## [Problem to solve]
Your response should be the complete listing, copied exactly.

*** Given records ***

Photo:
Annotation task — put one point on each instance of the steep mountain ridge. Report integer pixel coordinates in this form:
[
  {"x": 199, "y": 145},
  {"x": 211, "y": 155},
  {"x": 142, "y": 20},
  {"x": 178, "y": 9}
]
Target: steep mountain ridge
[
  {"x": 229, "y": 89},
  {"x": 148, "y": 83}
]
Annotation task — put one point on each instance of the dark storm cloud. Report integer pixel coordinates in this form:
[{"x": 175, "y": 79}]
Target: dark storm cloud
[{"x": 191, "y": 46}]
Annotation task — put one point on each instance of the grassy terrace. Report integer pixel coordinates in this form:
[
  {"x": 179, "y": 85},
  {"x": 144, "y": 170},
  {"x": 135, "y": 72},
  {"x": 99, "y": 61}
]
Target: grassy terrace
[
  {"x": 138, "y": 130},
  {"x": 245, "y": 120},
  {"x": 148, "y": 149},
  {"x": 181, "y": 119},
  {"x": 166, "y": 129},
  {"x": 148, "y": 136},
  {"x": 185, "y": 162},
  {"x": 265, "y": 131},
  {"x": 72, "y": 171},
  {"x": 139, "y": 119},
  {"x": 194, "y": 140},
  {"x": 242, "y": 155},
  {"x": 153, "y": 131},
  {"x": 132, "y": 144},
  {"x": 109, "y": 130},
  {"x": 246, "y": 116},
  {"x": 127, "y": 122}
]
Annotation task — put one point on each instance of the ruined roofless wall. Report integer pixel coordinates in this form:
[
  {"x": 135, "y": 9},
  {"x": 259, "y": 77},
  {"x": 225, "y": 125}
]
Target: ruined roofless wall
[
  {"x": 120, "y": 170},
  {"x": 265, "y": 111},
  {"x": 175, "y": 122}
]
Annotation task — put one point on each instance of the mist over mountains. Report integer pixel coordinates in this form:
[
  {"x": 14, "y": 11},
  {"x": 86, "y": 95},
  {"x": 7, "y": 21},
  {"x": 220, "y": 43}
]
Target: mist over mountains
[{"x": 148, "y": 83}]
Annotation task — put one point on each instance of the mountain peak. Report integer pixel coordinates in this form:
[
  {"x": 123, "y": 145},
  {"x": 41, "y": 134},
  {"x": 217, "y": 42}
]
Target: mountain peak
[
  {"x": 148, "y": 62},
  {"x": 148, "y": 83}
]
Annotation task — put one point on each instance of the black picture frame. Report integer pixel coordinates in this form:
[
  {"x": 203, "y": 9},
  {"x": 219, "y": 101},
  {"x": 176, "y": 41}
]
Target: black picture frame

*** End of Given records ***

## [Output for this task]
Photo:
Annotation task — put one point on each instance of the steep mountain ridge. Report integer pixel coordinates in this form:
[
  {"x": 199, "y": 145},
  {"x": 211, "y": 155},
  {"x": 142, "y": 20},
  {"x": 178, "y": 9}
]
Target: steep mountain ridge
[
  {"x": 229, "y": 89},
  {"x": 148, "y": 83}
]
Annotation task — put one point on each instance of the dark storm cloud. Report integer pixel coordinates in this form:
[{"x": 175, "y": 79}]
Target: dark storm cloud
[{"x": 191, "y": 46}]
Annotation task — put one point on each instance of the grassy terrace. Report integer pixel coordinates in this form:
[
  {"x": 179, "y": 85},
  {"x": 144, "y": 170},
  {"x": 135, "y": 72},
  {"x": 99, "y": 61}
]
Target: grassy terrace
[
  {"x": 138, "y": 130},
  {"x": 245, "y": 120},
  {"x": 148, "y": 149},
  {"x": 181, "y": 119},
  {"x": 166, "y": 129},
  {"x": 148, "y": 136},
  {"x": 185, "y": 162},
  {"x": 265, "y": 131},
  {"x": 72, "y": 171},
  {"x": 139, "y": 119},
  {"x": 194, "y": 140},
  {"x": 242, "y": 155},
  {"x": 153, "y": 131},
  {"x": 132, "y": 144},
  {"x": 109, "y": 130},
  {"x": 246, "y": 116},
  {"x": 127, "y": 122}
]
Annotation task — put one point on each instance of the ruined roofless wall. Report integer pixel coordinates in this form:
[
  {"x": 135, "y": 9},
  {"x": 259, "y": 77},
  {"x": 225, "y": 125}
]
Target: ruined roofless wall
[
  {"x": 120, "y": 170},
  {"x": 265, "y": 111},
  {"x": 175, "y": 122}
]
Annotation task — put one point on each instance of the mist over mountains. Report integer pixel coordinates in this form:
[
  {"x": 14, "y": 11},
  {"x": 86, "y": 95},
  {"x": 7, "y": 21},
  {"x": 220, "y": 43}
]
Target: mist over mountains
[{"x": 148, "y": 83}]
Annotation task — put one point on each instance of the mountain peak. Report integer pixel coordinates in this form:
[
  {"x": 123, "y": 145},
  {"x": 41, "y": 134},
  {"x": 217, "y": 42}
]
Target: mountain peak
[
  {"x": 148, "y": 62},
  {"x": 148, "y": 83}
]
Annotation task — put one point on each instance of the black picture frame. Report integer pixel coordinates in this form:
[
  {"x": 203, "y": 9},
  {"x": 219, "y": 101},
  {"x": 176, "y": 41}
]
Target: black picture frame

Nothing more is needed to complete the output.